--- Short exercise ---
Count the lines in the rows below that contain the word "water". Reply with the number alone.

--- The data ---
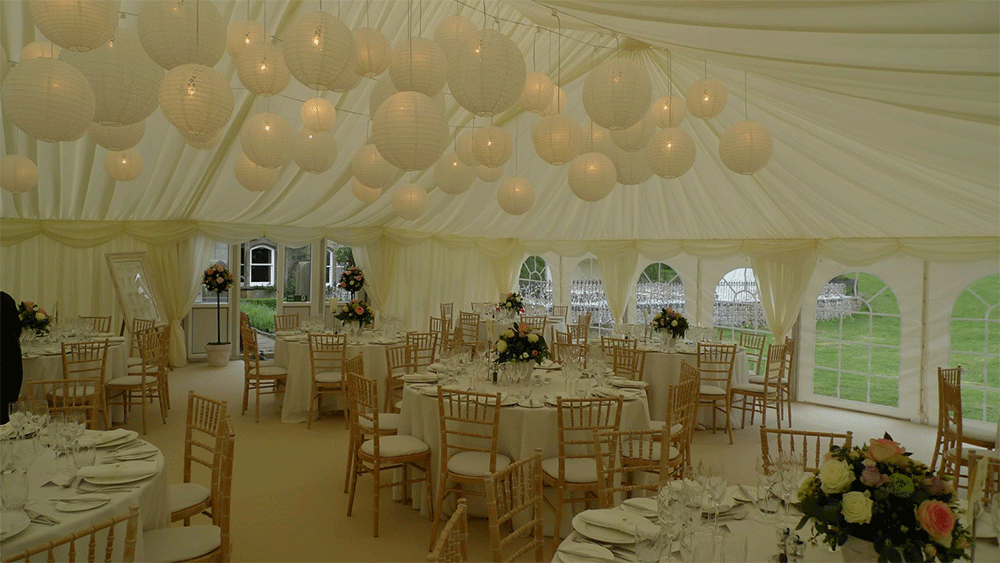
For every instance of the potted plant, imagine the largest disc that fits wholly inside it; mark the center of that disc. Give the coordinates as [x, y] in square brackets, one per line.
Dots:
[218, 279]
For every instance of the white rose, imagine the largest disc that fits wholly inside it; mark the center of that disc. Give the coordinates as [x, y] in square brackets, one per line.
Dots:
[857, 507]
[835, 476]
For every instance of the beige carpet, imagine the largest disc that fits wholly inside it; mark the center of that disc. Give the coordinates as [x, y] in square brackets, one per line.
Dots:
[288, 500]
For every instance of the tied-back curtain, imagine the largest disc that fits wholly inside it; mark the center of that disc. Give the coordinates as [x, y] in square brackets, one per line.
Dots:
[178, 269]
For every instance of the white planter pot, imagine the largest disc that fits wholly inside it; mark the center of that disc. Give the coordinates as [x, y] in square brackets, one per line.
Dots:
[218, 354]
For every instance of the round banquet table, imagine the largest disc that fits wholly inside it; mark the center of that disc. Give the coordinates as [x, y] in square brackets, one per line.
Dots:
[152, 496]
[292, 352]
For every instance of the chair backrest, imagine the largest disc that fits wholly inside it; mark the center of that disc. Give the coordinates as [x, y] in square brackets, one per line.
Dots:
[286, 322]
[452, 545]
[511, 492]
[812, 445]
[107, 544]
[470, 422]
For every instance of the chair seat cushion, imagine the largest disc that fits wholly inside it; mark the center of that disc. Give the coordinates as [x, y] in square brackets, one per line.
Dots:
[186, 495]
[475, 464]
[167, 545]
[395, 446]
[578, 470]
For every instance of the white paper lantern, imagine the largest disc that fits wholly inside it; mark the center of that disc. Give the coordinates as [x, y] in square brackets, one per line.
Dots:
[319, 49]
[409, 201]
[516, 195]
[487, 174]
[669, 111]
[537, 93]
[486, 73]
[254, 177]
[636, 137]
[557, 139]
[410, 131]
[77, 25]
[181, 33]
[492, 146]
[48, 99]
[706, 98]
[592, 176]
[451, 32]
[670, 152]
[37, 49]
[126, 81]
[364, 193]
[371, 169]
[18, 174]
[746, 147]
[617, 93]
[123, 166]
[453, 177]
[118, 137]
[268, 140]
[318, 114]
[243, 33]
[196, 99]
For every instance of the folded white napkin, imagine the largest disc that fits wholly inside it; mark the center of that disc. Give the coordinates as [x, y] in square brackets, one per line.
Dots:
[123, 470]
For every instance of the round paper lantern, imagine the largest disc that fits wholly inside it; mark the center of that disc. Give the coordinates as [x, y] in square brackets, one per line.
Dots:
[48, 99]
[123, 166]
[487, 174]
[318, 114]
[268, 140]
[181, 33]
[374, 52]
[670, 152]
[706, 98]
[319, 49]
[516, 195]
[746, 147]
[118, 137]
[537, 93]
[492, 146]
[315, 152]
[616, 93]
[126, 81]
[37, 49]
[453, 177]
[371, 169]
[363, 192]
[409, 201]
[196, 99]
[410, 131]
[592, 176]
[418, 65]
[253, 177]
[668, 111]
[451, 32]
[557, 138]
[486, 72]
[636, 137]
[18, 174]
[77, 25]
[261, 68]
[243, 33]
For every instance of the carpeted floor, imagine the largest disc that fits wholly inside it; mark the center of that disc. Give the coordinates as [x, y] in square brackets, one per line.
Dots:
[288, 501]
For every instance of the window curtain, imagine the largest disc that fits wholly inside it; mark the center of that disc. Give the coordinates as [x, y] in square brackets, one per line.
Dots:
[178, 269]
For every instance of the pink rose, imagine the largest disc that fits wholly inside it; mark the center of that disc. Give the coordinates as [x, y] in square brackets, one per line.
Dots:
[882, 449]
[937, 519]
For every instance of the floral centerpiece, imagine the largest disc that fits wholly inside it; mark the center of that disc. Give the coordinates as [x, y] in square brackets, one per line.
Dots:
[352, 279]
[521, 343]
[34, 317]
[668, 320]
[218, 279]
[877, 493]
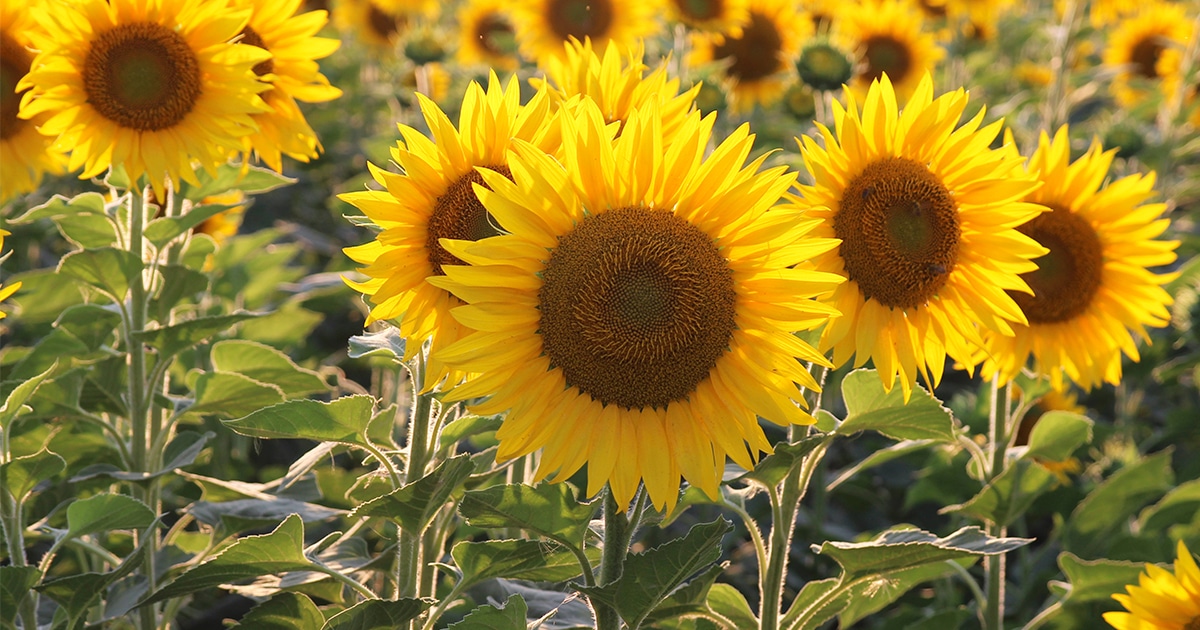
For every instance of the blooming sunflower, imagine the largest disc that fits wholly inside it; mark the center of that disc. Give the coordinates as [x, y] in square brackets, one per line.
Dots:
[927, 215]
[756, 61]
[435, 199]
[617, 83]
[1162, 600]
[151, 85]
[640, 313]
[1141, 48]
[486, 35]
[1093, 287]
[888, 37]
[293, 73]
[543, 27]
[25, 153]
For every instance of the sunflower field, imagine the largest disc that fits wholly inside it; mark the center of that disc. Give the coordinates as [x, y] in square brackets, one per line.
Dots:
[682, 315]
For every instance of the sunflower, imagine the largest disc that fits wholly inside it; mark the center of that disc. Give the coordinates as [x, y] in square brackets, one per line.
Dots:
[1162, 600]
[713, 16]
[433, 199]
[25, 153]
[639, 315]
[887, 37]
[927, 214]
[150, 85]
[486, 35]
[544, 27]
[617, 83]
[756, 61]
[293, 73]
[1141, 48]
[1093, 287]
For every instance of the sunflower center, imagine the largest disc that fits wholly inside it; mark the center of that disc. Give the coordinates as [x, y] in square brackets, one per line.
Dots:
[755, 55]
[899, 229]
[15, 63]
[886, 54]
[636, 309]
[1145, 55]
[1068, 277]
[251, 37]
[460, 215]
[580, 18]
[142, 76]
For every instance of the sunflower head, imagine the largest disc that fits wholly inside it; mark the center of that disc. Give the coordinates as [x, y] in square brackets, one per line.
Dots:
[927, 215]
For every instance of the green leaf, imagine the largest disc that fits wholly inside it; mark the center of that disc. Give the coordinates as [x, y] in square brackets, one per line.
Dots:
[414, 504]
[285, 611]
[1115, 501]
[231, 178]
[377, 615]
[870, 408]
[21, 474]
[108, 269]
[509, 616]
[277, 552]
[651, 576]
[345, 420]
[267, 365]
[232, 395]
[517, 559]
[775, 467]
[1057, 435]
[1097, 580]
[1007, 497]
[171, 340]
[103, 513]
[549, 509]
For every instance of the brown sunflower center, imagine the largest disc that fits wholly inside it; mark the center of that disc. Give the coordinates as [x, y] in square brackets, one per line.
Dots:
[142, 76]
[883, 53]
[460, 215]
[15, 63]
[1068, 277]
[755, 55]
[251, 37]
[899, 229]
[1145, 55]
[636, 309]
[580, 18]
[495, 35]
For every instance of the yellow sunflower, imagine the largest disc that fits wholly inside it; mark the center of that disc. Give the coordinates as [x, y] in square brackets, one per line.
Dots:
==
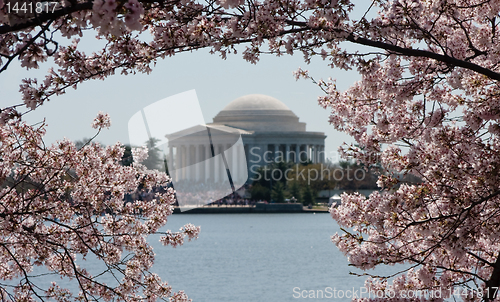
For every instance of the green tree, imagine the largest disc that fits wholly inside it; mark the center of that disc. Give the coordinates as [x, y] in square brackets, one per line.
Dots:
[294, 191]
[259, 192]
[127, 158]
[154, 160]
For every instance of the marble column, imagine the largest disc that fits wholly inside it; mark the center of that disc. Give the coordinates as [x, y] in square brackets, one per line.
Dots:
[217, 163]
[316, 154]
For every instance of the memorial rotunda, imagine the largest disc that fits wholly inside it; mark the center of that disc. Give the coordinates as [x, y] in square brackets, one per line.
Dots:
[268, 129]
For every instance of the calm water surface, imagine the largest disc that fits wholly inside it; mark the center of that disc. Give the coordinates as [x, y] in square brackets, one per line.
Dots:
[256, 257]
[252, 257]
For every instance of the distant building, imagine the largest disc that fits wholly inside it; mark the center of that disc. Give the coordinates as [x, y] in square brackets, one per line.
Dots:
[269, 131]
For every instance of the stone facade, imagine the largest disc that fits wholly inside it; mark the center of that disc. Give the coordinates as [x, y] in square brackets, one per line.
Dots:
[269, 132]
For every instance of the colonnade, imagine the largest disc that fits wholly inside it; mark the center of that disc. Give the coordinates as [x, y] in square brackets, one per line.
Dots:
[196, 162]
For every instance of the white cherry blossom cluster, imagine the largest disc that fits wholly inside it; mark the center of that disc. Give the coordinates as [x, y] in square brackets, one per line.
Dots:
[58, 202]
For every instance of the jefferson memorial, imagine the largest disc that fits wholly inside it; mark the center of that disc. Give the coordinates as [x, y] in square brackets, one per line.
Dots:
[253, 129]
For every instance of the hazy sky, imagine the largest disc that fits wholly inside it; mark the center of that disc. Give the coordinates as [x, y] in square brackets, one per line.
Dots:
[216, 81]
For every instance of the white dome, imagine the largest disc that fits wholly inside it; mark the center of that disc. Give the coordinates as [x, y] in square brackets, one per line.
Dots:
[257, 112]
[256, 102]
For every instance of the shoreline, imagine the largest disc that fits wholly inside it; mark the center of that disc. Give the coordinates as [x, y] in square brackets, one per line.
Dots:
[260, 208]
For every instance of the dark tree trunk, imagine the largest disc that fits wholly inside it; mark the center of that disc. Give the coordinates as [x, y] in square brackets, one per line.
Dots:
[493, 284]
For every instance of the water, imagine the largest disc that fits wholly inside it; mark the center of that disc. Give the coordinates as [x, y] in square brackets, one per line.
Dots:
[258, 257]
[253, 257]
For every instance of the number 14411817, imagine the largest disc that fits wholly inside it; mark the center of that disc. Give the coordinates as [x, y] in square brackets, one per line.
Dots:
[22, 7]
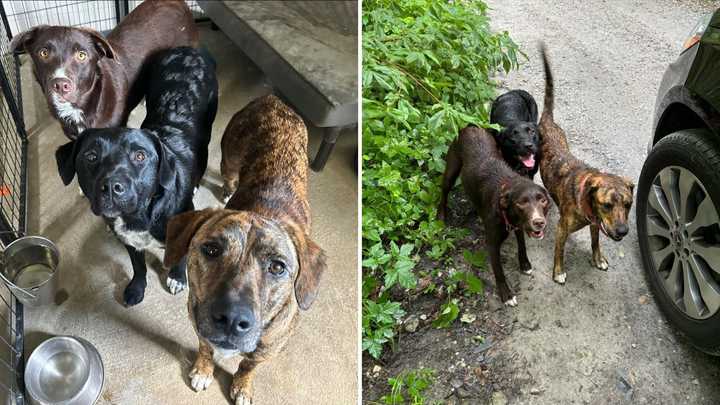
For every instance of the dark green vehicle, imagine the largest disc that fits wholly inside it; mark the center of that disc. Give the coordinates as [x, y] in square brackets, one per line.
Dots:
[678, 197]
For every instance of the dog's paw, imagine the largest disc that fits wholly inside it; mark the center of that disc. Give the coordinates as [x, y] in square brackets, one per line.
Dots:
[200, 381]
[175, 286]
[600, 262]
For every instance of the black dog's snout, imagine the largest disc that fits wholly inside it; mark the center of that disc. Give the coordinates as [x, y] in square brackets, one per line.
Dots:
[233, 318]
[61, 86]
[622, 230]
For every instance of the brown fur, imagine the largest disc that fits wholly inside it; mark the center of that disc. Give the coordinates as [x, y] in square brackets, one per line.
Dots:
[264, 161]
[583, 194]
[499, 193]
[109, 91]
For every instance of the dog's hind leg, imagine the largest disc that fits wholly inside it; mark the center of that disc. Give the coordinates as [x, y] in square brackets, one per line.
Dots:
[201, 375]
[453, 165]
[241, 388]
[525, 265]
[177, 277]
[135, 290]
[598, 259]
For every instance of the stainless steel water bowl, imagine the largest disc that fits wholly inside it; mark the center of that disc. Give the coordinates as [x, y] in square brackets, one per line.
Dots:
* * *
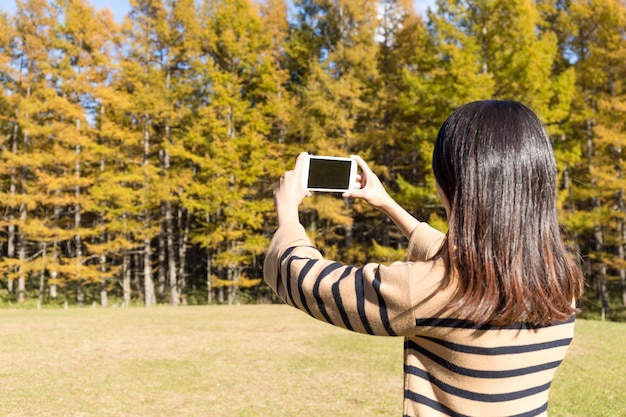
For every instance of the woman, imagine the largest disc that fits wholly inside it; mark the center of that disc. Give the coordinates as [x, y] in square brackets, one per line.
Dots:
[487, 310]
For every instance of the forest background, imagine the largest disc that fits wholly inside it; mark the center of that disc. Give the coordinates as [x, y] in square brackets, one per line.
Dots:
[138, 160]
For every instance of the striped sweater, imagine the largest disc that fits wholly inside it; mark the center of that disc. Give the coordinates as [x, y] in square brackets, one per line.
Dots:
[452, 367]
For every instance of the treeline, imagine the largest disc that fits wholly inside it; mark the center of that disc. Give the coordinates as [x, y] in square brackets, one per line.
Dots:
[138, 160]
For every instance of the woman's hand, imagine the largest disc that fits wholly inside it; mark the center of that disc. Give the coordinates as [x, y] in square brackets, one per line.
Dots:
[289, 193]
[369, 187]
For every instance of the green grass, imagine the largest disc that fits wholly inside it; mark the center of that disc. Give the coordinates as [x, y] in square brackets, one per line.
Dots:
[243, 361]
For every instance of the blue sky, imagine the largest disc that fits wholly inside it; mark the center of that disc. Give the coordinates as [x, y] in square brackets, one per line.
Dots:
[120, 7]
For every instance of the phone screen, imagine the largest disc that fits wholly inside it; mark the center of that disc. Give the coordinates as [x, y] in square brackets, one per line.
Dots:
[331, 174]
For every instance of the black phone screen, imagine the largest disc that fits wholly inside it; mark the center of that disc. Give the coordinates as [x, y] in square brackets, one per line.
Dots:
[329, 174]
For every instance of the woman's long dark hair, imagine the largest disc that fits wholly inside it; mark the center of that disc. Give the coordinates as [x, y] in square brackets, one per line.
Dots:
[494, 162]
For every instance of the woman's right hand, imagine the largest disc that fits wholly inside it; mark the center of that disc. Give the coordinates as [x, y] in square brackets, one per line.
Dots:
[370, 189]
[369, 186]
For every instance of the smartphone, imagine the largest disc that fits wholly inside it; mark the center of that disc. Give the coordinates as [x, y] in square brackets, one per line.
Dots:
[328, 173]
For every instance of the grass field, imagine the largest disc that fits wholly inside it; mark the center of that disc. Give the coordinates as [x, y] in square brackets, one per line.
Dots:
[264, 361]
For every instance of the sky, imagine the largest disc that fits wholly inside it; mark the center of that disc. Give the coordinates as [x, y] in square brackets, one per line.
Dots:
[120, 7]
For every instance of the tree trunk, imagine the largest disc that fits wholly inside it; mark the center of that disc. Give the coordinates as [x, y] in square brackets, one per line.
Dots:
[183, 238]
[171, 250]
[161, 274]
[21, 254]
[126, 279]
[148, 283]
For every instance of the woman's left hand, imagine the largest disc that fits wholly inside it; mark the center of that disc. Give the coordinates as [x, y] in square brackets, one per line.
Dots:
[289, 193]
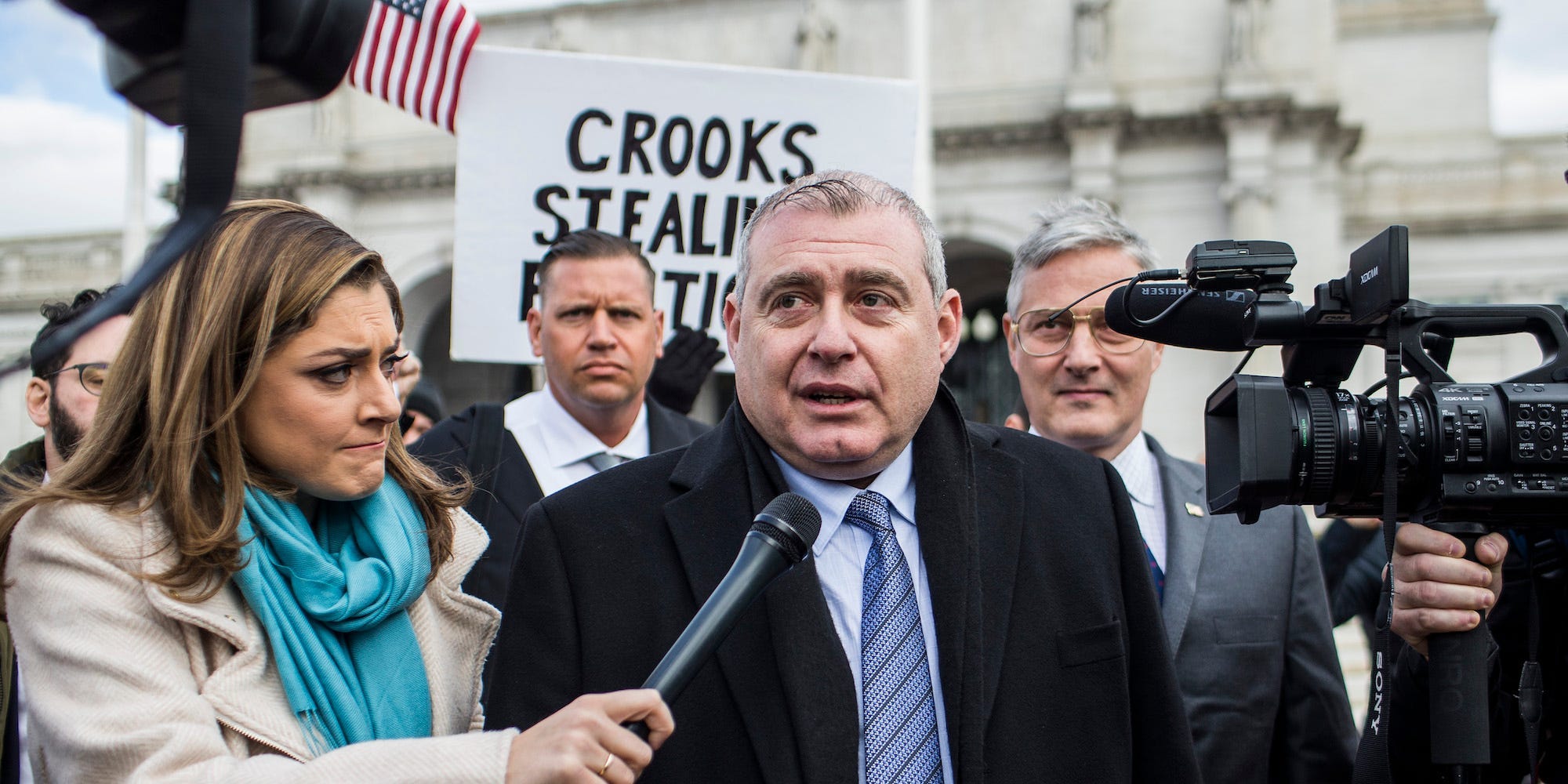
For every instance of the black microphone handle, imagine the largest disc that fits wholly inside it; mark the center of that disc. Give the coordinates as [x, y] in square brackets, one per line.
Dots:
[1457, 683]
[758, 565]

--- Output of the exercise ---
3